[PROBLEM] Please change "blue jacket" to "red coat" in the entries, beginning at the line that has "Every instance of the child" and continuing through the end of the entries, with everything else unchanged. Give back only those lines, and leave the pictures out.

====== SUPPLIED MATERIAL

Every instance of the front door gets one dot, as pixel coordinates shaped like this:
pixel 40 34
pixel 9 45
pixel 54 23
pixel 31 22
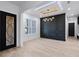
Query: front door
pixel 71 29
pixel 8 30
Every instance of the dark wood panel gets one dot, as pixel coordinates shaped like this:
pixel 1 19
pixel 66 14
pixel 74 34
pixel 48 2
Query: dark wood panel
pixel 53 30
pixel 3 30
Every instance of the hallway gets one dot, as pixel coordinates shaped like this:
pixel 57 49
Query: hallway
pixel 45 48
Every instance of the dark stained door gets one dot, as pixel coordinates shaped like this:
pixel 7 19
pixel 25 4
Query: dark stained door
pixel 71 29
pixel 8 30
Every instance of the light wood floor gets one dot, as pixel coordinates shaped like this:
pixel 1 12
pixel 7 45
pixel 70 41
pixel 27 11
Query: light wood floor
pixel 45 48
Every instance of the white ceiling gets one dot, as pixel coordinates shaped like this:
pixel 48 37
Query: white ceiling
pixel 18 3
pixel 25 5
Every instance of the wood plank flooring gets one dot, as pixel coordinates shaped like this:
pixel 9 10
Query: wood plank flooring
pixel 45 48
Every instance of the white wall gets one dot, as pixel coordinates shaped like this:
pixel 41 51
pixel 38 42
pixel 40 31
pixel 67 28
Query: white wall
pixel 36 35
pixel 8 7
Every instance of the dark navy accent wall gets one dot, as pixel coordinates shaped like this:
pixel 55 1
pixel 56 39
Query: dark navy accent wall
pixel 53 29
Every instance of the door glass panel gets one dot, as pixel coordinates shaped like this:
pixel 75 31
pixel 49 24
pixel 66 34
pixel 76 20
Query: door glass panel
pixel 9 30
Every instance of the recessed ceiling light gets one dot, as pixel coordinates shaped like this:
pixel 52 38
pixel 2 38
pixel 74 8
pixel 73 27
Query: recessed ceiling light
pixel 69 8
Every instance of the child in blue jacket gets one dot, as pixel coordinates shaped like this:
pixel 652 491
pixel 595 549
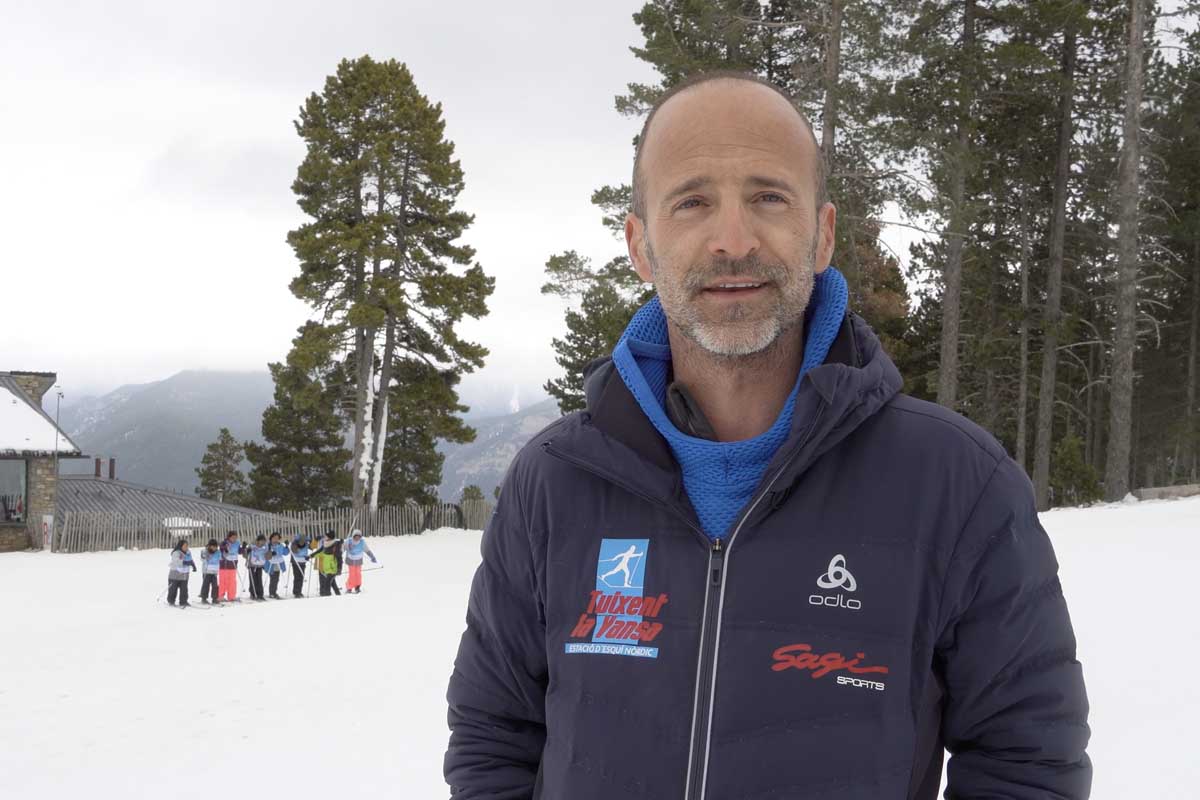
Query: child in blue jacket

============

[RESULT OF THIS EXERCISE]
Every instance of the child in red coat gets one dot, as pixel coordinates shaped like this:
pixel 652 491
pixel 595 549
Query: child in red coat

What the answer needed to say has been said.